*Directions for this task:*
Every line in the records below with the string "green" is to be copied out.

*Information supplied:*
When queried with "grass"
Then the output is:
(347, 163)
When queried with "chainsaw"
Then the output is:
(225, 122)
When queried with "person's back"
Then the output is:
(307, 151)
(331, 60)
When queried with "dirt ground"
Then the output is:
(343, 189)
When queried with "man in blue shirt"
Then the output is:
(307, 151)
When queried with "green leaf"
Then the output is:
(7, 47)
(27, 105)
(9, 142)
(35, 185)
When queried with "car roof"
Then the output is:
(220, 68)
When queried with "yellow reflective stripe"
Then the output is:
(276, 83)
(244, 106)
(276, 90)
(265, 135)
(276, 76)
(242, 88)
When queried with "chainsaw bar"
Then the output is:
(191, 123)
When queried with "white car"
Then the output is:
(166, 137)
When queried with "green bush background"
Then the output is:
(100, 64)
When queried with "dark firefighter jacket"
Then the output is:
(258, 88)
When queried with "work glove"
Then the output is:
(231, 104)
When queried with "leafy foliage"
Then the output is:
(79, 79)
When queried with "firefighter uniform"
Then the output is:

*Solution to this problem:*
When queried with "green leaf"
When queried with "green bush background"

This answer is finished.